──────── PASSAGE PROVIDED
= New York Anti-Secession Ordinance =

Pseudohistorical and non-existent U.S. law

The New York Anti-Secession Ordinance, also called as Anti-Secession Resolutions of the New York legislature is a temporary resolution passed in 1861 by the New York State Assembly before the outbreak of the American Civil War, calling on the Lincoln administration not to allow the Southern states to secede from the Union.

In 2005, the government of the People's Republic of China cited New York's anti-secession resolutions when enacting its Anti-Secession Law. The Ordinance is regarded by both Chinese jurisprudence and leading public opinion incorrectly as a form of federal law. The Chinese media almost always referred to it as the "Anti-Secession Act" (反脱离联邦法/反脱離聯邦法) and reported it extensively afterwards, with only Initium Media arguing that it was inconsequential and that mainstream Chinese analysis was shallow and pseudohistorical.

==Full text==
On January 11, 1861, the New York State Assembly passed the ordinance. The full text is as follows.

Concurrent resolutions tendering aid to the President of the United States in support of the Constitution and the Union.

STATE OF NEW YORK, IN ASSEMBLY,

January 11, 1861.

Whereas, treason, as defined by the Constitution of the United States, exists in one or more of the States of this confederacy; and whereas, the insurgent State of South Carolina, after seizing the post-office, custom-house, moneys, and fortifications of the Federal Government, has, be firing into a vessel ordered by the Government to convey troops and provisions to Fort Sumter, virtually declared war; and whereas, the forts and property of the United States Government in Georgia, Alabama, and Louisiana have been unlawfully seized, with hostile intentions; and whereas, further, Senators in Congress avow and maintain their treasonable acts: Therefore,

Resolved (if the Senate concur), That the Legislature of New York, profoundly impressed with the value of the Union and determined to preserve it unimpaired, hail with joy the recent firm, dignified, and patriotic special message of the President of the United States, and that we tender to him, through the Chief Magistrate of our own State, whatever aid in men and money he may require to enable him to enforce the laws and uphold the authority of the Federal Government; and that in defense of the "more perfect Union," which has conferred prosperity and happiness upon the American people, renewing the pledge given and redeemed by our fathers, we are ready to devote "our fortunes, our lives, and our sacred honor" in upholding the Union and the Constitution.
────────────────
COMPLETE THE FOLLOWING:
1. Update the ordinance article, starting at the words "In 2005, the" and ending after "January 11, 1861.", so that "Chinese" becomes "PRC".
2. Go on with the article on the New York Anti-Secession Ordinance from its last sentence.
You won't need the material that follows the ordinance article.
──────── DATASET RECORDS
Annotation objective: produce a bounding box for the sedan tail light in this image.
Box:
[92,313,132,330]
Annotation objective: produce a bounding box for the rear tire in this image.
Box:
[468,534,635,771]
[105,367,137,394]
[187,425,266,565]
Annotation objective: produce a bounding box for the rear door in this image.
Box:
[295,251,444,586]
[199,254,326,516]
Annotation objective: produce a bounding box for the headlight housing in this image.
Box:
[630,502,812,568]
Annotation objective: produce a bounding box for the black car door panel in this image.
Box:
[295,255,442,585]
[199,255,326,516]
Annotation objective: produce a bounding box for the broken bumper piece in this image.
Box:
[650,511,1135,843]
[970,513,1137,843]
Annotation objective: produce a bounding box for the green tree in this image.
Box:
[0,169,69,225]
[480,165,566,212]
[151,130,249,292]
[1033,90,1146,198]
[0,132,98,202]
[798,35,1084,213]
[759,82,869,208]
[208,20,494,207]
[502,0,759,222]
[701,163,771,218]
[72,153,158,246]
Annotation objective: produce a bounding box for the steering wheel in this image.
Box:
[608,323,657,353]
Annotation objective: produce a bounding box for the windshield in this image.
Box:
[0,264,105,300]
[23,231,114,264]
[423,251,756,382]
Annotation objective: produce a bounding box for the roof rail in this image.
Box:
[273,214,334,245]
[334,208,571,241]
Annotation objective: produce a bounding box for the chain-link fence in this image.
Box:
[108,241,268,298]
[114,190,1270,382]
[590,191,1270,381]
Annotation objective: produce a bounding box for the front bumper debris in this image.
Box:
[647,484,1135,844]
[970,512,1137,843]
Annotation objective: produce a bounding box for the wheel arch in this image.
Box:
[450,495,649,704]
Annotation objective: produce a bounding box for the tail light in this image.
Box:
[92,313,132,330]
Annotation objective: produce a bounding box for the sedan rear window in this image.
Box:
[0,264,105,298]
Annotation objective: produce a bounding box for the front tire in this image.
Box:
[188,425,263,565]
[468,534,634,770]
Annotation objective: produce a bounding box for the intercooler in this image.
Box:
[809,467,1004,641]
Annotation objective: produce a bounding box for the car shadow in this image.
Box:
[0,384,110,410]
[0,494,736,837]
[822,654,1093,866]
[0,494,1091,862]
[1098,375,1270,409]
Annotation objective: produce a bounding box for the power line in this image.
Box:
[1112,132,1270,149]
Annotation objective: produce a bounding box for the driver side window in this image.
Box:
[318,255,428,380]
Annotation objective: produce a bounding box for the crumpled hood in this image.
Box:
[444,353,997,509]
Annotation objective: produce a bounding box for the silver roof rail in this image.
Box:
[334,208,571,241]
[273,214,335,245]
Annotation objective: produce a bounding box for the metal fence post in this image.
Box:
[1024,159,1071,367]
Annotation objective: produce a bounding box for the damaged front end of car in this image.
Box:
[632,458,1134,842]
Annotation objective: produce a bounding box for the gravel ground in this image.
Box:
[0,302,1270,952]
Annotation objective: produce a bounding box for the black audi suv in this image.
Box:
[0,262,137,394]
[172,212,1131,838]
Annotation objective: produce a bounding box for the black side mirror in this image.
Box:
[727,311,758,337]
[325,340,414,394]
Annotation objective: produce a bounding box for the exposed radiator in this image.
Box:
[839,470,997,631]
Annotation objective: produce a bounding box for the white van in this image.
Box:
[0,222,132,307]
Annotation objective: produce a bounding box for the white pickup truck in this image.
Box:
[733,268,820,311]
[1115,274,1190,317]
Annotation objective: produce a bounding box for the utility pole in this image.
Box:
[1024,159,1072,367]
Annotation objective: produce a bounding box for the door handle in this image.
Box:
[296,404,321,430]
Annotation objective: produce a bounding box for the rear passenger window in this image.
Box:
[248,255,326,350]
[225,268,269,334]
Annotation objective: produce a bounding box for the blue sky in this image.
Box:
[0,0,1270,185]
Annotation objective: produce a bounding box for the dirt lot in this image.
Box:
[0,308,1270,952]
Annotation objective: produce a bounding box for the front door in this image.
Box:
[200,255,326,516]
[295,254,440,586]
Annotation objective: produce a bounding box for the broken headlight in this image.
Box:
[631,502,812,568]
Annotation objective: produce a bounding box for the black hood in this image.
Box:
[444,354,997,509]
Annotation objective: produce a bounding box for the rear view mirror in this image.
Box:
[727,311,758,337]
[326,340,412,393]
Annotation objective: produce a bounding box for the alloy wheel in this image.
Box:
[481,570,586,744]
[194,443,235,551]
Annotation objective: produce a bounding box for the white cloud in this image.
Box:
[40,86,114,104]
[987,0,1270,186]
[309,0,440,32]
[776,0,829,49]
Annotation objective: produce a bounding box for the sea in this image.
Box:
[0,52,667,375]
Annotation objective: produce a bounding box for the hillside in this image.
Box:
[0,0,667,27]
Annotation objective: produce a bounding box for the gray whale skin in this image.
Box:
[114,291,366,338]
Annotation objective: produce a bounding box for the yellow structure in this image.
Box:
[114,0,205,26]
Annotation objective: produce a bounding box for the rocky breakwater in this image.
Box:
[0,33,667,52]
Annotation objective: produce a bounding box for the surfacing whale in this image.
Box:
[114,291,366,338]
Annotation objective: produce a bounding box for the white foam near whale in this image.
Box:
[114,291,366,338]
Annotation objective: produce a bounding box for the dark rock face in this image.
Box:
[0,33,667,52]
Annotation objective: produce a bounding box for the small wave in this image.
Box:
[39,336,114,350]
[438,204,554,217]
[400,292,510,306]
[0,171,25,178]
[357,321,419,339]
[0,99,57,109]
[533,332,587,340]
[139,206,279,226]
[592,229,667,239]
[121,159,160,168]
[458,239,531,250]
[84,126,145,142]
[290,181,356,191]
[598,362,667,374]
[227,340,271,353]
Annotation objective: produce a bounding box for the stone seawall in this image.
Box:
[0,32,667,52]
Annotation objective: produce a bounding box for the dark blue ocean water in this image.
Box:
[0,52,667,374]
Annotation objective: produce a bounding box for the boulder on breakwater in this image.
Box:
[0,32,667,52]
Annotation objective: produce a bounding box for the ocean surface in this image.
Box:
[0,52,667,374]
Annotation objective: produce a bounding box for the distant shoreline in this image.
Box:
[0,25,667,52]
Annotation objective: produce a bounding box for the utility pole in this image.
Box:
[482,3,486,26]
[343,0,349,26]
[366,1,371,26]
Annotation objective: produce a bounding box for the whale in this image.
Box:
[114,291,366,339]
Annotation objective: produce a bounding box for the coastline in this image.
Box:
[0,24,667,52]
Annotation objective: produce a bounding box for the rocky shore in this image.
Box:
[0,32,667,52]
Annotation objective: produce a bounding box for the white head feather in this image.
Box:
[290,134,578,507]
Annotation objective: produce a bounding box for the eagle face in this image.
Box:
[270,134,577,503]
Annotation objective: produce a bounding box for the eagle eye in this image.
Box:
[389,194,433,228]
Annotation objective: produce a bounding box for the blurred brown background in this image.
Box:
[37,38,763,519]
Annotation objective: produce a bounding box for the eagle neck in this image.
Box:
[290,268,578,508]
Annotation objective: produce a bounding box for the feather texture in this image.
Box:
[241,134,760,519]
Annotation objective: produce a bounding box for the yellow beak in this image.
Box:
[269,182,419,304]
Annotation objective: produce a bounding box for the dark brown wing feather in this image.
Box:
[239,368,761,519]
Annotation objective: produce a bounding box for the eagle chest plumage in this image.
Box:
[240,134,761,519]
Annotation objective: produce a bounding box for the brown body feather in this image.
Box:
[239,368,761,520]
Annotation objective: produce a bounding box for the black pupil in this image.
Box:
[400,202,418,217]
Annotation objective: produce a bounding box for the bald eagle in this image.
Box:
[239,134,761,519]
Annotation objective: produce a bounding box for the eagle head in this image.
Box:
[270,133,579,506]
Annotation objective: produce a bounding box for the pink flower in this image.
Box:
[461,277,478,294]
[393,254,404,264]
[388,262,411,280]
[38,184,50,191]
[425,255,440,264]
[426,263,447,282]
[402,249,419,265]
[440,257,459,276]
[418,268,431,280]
────────────────
ANSWERS TO THE EXERCISES:
1.
In 2005, the government of the People's Republic of China cited New York's anti-secession resolutions when enacting its Anti-Secession Law. The Ordinance is regarded by both PRC jurisprudence and leading public opinion incorrectly as a form of federal law. The PRC media almost always referred to it as the "Anti-Secession Act" (反脱离联邦法/反脱離聯邦法) and reported it extensively afterwards, with only Initium Media arguing that it was inconsequential and that mainstream PRC analysis was shallow and pseudohistorical.

==Full text==
On January 11, 1861, the New York State Assembly passed the ordinance. The full text is as follows.

Concurrent resolutions tendering aid to the President of the United States in support of the Constitution and the Union.

STATE OF NEW YORK, IN ASSEMBLY,

January 11, 1861.

2.
Resolved (if the Senate concur), That the Union-loving representatives and citizens of Delaware, Maryland, Virginia, North Carolina, Kentucky, Missouri, and Tennessee, who labor with devoted courage and patriotism to withhold their States from the vortex of secession, are entitled to the gratitude and admiration of the whole people.

==Anti-Secession Act==
After Chen Shui-bian's administration introduced the One Country on Each Side theory in 2002, the government of the People's Republic of China (PRC) promoted anti-secession legislation. In 2005, the Chinese government invited legal professionals to explore the enaction of a formal law against Taiwanese independence.

On March 8, 2005, at the third session of the 10th National People's Congress, Wang Zhaoguo, Vice Chairman of the Standing Committee of the National People's Congress, invited scholars to participate in formulating a draft anti-secession law, and asked legal experts and experts on Taiwan to express their views. Rao Gopin, a professor at Peking University Law School, participated in many of the discussion sessions, studying legal issues related to Hong Kong from the perspective of international law and suggesting at the symposium that a law of national unity could be formulated by reference to the anti-secession act of America.

The International Herald Leader asked at the meeting whether China whether had drawn on the experience of the United States in enacting similar laws to prevent the independence of the Confederate States of America (CSA) before the American Civil War. Rao Gopin told reporters that anti-secession laws are not unique to China. Before the U.S. Civil War broke out in 1861, he said, the U.S. federal government enacted the Anti-Secession Act against the eleven southern CSA states that wanted to secede to maintain slavery. He said that the act was a federal law that was effective in all federal jurisdictions, and was the legal basis for the U.S. to use force against secessionists in the American South. Rao emphasized that the term used in the Chinese definition of the anti-secession law is also "Anti-Secession," which he believes serves as circumstantial evidence that Chinese legislators are referencing U.S. law.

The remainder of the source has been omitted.